BEGIN
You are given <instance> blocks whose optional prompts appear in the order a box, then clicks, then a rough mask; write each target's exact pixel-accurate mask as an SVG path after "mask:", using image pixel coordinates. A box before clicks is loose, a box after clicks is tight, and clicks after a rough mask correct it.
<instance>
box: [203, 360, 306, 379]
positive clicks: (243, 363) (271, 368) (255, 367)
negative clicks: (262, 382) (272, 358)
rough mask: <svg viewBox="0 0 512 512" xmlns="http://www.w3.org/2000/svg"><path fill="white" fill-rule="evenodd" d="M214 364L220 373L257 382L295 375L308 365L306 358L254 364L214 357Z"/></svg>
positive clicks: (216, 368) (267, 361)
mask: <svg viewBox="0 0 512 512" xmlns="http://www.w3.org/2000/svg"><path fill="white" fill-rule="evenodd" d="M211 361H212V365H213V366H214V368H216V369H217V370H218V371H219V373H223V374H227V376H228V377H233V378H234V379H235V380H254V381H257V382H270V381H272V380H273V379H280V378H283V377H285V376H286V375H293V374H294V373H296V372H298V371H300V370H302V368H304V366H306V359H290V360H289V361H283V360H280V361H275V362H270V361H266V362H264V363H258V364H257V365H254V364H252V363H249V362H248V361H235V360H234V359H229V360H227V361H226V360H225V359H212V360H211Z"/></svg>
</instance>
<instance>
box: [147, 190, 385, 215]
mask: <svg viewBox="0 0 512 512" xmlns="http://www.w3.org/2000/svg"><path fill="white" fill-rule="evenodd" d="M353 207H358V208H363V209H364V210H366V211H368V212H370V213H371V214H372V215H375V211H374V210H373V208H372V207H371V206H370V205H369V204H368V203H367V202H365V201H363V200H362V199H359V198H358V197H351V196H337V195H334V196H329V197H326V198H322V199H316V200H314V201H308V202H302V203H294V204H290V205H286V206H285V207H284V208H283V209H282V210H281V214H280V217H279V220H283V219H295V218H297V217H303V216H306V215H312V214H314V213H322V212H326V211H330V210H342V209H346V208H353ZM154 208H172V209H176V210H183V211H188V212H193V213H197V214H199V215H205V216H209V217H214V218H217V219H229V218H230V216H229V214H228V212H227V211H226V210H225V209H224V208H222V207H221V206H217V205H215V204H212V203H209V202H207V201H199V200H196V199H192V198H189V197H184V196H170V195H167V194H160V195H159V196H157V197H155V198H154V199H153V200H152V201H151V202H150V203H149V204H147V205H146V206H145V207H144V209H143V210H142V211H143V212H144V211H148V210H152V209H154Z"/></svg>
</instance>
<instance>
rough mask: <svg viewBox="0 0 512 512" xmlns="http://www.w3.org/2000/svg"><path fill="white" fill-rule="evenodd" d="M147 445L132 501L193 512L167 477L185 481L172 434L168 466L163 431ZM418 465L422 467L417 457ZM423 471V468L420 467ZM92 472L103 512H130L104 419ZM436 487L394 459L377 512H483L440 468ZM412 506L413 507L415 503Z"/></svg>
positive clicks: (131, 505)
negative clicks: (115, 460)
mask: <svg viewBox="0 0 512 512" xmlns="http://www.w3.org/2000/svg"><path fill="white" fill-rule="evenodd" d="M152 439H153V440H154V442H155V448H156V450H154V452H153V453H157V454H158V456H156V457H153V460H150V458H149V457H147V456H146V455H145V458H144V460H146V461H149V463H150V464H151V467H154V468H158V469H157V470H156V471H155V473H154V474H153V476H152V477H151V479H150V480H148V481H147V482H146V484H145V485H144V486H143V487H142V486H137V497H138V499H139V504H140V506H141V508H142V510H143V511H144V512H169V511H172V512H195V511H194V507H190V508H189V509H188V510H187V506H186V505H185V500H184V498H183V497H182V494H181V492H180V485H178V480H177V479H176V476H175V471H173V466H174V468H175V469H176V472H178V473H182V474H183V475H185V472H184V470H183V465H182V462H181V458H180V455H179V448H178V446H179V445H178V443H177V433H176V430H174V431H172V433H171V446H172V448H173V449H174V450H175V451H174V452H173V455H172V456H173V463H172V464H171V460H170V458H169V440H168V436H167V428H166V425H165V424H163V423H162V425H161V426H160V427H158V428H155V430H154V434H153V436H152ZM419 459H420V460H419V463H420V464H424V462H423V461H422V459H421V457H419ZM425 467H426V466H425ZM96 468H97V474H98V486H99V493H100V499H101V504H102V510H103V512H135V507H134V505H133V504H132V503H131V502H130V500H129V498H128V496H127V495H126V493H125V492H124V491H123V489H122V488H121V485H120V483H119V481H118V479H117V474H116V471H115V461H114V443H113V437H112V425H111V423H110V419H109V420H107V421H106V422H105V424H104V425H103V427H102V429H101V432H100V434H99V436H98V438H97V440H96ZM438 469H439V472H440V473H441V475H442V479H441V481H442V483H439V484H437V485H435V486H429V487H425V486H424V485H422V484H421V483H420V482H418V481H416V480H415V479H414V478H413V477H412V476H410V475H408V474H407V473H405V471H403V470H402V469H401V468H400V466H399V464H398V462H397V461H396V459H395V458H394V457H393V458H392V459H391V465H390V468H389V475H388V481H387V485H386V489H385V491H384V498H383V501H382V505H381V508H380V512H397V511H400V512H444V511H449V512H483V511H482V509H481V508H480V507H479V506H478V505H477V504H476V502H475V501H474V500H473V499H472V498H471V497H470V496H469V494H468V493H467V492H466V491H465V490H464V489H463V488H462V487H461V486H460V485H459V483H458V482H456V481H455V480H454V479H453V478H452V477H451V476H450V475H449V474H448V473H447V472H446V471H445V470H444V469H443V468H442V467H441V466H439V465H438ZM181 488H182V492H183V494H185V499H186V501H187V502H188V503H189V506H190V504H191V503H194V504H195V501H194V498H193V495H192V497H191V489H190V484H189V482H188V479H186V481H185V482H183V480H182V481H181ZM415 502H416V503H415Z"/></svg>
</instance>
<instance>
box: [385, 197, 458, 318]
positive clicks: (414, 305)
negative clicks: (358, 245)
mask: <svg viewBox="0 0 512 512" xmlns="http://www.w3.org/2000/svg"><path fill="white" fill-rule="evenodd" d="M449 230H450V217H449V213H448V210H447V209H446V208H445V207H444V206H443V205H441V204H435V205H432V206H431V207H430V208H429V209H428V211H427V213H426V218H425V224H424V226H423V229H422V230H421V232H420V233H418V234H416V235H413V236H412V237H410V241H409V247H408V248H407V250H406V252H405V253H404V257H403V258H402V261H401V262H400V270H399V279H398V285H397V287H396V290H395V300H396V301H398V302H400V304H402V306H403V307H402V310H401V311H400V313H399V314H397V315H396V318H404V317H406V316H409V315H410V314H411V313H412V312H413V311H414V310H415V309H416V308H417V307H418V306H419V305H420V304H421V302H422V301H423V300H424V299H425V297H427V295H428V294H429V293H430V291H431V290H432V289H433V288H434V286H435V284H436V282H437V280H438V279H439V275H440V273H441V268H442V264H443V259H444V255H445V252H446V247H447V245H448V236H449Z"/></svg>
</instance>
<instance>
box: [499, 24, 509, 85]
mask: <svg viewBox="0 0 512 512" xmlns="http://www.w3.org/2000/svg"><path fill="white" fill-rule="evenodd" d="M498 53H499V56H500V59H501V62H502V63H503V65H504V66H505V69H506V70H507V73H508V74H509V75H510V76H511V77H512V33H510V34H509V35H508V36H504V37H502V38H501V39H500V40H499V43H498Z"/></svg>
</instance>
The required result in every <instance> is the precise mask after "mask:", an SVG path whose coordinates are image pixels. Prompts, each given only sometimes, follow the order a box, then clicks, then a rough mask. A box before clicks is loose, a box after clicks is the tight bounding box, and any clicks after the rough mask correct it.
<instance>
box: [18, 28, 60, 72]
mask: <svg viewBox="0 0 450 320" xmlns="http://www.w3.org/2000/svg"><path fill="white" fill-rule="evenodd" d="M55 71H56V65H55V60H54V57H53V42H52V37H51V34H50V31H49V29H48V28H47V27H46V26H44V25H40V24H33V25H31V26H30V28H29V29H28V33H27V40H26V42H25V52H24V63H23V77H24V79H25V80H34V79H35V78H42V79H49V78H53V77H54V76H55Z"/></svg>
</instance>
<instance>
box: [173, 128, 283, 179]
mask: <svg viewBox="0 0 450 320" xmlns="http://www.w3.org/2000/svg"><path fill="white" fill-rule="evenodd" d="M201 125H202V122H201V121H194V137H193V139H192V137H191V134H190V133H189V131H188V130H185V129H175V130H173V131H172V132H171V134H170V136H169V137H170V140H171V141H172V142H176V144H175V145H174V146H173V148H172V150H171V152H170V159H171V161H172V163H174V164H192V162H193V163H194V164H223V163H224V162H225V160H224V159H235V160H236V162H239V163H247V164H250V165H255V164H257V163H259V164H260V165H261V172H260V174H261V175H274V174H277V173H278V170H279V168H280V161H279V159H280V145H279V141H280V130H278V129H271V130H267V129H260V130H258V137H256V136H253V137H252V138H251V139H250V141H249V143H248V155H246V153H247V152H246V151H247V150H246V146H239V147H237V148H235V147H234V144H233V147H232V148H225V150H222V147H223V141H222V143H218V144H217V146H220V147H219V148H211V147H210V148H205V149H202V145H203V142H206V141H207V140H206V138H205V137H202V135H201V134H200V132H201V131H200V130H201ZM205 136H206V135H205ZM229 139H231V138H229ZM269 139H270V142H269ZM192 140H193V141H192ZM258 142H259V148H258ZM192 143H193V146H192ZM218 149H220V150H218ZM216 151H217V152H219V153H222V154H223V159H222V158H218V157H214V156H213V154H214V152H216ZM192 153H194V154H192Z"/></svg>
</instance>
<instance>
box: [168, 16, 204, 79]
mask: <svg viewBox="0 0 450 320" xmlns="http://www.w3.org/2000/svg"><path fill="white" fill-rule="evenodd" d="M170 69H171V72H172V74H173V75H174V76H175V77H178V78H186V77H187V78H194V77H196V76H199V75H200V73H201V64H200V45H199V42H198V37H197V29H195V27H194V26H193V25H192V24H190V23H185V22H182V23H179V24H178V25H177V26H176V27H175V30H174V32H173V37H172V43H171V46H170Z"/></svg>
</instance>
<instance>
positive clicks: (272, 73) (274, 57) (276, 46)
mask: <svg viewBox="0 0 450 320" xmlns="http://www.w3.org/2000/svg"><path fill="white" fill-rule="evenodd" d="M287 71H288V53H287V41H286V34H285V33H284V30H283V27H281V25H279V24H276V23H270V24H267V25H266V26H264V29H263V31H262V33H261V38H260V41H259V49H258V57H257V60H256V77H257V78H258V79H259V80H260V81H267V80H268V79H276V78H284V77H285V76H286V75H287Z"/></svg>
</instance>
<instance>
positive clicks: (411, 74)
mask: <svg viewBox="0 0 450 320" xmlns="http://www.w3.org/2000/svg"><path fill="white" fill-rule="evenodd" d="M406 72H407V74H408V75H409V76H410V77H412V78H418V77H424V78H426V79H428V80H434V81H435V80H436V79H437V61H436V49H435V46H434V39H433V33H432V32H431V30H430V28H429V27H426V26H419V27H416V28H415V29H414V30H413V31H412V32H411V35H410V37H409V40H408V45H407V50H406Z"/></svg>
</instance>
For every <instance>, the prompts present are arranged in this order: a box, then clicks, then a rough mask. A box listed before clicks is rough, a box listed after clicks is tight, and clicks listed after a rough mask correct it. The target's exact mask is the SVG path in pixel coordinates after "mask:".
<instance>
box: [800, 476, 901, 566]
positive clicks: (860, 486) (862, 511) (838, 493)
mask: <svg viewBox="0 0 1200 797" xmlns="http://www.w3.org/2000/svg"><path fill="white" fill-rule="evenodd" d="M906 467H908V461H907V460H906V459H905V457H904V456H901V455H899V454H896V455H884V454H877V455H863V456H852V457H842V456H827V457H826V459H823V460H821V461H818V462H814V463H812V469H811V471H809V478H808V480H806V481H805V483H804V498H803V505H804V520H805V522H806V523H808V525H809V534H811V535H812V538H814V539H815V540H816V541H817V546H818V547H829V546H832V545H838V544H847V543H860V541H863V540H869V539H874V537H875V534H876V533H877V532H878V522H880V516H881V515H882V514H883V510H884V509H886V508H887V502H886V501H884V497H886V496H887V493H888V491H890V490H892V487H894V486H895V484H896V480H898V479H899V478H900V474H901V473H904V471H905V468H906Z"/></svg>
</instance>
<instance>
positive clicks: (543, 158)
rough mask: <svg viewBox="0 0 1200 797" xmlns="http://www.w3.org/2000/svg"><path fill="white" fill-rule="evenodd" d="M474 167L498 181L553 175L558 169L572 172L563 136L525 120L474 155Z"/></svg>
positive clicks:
END
Find the word "every" in the entries and show each line where it is found.

The required result in every <instance> is the precise mask after "mask:", an SVG path whose coordinates are image pixels. Prompts, each given only sometimes, follow the order a box, then clicks, then a rough mask. A box before clicks is loose, a box after clicks is the tight bounding box, and any clicks after the rough mask correct it.
For every <instance>, the prompts present are arranged in this order: a box, then clicks, then a rough mask. A box listed before clicks is rough, a box listed after clicks is tight, and clicks listed after a rough mask correct it. The target's exact mask is the SVG path in pixel coordinates after "mask:".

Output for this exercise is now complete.